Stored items
((

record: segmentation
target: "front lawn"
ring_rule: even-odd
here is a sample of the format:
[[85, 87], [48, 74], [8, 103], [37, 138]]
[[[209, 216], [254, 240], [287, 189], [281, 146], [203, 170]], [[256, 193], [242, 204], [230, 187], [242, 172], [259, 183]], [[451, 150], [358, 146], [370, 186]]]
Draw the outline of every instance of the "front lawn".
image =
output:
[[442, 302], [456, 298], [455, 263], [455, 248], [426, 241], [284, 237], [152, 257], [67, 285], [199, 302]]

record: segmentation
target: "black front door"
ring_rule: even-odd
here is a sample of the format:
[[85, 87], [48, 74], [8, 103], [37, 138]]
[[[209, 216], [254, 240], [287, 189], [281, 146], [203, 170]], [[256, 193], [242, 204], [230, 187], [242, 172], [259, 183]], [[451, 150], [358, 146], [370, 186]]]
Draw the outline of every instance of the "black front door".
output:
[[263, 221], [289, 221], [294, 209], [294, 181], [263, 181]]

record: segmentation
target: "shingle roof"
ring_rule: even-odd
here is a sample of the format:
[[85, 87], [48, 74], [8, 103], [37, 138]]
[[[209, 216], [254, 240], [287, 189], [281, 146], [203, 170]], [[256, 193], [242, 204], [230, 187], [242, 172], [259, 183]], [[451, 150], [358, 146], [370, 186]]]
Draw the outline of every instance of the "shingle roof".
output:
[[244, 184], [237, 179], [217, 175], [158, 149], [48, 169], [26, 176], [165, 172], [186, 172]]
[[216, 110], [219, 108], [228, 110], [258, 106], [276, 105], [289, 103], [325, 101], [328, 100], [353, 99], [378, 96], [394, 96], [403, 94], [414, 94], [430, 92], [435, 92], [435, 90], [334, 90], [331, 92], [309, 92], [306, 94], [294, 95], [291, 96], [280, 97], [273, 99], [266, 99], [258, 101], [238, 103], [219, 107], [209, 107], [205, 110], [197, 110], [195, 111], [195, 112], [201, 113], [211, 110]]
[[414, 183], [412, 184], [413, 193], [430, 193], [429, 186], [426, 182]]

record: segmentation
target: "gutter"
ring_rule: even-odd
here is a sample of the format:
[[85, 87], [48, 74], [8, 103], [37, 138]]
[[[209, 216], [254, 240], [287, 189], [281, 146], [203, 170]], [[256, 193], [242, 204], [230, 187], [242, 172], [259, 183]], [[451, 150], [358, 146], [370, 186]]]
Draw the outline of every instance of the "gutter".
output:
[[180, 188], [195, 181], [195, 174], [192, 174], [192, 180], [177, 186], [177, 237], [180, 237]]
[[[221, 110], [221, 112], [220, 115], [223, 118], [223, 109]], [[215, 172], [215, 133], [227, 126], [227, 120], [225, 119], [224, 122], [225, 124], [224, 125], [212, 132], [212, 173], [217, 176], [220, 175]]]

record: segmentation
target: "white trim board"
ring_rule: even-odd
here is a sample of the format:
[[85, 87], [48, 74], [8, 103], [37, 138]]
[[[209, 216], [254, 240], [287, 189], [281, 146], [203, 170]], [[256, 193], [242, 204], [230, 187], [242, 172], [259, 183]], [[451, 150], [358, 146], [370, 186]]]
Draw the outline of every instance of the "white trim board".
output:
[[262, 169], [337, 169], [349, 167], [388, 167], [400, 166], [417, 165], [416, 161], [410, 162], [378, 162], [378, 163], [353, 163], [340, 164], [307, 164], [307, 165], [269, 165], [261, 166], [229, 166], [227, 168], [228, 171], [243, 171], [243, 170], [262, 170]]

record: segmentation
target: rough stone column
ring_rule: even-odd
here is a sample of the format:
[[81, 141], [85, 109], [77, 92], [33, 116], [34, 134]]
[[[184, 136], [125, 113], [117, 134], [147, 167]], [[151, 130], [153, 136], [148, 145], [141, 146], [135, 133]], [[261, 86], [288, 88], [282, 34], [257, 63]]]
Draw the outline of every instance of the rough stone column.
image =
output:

))

▸ GIVEN REQUEST:
Quote the entire listing above word for word, keeping every line in its original order.

▸ EXERCISE ANSWER:
record: segmentation
target: "front lawn"
ring_rule: even-odd
here is a sample of the format:
[[85, 87], [48, 74], [8, 103], [37, 138]]
[[[209, 216], [254, 240], [287, 189], [281, 146], [203, 170]], [[256, 193], [242, 204], [230, 187], [242, 172], [259, 183]], [[451, 150], [358, 146], [370, 186]]]
Draw the outline of every instance of the "front lawn".
image =
output:
[[442, 302], [456, 298], [455, 263], [455, 248], [426, 241], [284, 237], [152, 257], [67, 285], [199, 302]]

record: segmentation
target: "black front door"
ring_rule: even-odd
here is a sample of the format:
[[85, 87], [48, 74], [8, 103], [37, 138]]
[[[209, 216], [254, 240], [287, 189], [281, 146], [203, 170]], [[256, 193], [242, 204], [230, 187], [242, 172], [259, 183]], [[451, 150], [358, 146], [370, 186]]]
Draw the outline of every instance of the "black front door".
output:
[[263, 221], [289, 221], [294, 209], [294, 181], [263, 181]]

record: segmentation
target: "shingle roof"
ring_rule: even-odd
here is a sample of the format:
[[85, 87], [48, 74], [8, 103], [37, 138]]
[[[209, 216], [254, 240], [287, 189], [281, 146], [203, 170]], [[256, 193], [242, 204], [230, 187], [242, 172], [259, 183]], [[451, 150], [358, 146], [370, 186]]]
Draw the outline of every instance of the "shingle roof".
output:
[[244, 184], [237, 179], [217, 175], [158, 149], [48, 169], [26, 176], [165, 172], [186, 172]]
[[216, 110], [219, 108], [228, 110], [258, 106], [276, 105], [289, 103], [325, 101], [328, 100], [353, 99], [378, 96], [394, 96], [403, 94], [414, 94], [430, 92], [435, 92], [435, 90], [334, 90], [331, 92], [309, 92], [306, 94], [294, 95], [291, 96], [280, 97], [273, 99], [266, 99], [258, 101], [238, 103], [219, 107], [209, 107], [205, 110], [197, 110], [195, 111], [195, 112], [201, 113], [211, 110]]
[[414, 183], [412, 184], [413, 193], [430, 193], [429, 186], [426, 182]]

record: segmentation
target: "gutter"
ring_rule: even-odd
here is a sample of the format:
[[85, 87], [48, 74], [8, 103], [37, 138]]
[[[209, 216], [254, 240], [287, 189], [281, 146], [203, 170]], [[256, 193], [242, 204], [230, 187], [242, 172], [259, 183]], [[451, 150], [358, 146], [370, 186]]]
Draw the outline of every instance of the "gutter".
output:
[[180, 188], [195, 181], [195, 174], [192, 174], [192, 180], [177, 186], [177, 237], [180, 237]]
[[[221, 110], [221, 112], [220, 115], [223, 118], [223, 109]], [[215, 172], [215, 133], [227, 126], [227, 120], [225, 119], [224, 122], [225, 124], [224, 125], [212, 132], [212, 173], [217, 176], [220, 175]]]

record: segmentation
target: "white trim board"
ring_rule: even-odd
here is a sample of the format:
[[85, 87], [48, 74], [8, 103], [37, 138]]
[[[209, 216], [254, 240], [287, 189], [281, 146], [203, 170]], [[256, 193], [242, 204], [230, 187], [242, 172], [259, 183]], [[451, 150], [358, 146], [370, 186]]]
Draw the outline of every instance of the "white trim board".
output:
[[262, 169], [337, 169], [349, 167], [388, 167], [400, 166], [417, 165], [416, 161], [410, 162], [378, 162], [378, 163], [353, 163], [340, 164], [307, 164], [307, 165], [269, 165], [261, 166], [229, 166], [227, 168], [228, 171], [243, 171], [243, 170], [262, 170]]

record: segmentation
target: rough stone column
ring_rule: even-odd
here is a sample of the format:
[[81, 141], [85, 109], [77, 92], [33, 116], [34, 134]]
[[[184, 136], [125, 113], [117, 134], [147, 167]], [[151, 130], [153, 136], [148, 145], [141, 146], [135, 133]], [[261, 86], [288, 88], [282, 34], [257, 63]]]
Draw the outline of every instance of the rough stone column.
image =
output:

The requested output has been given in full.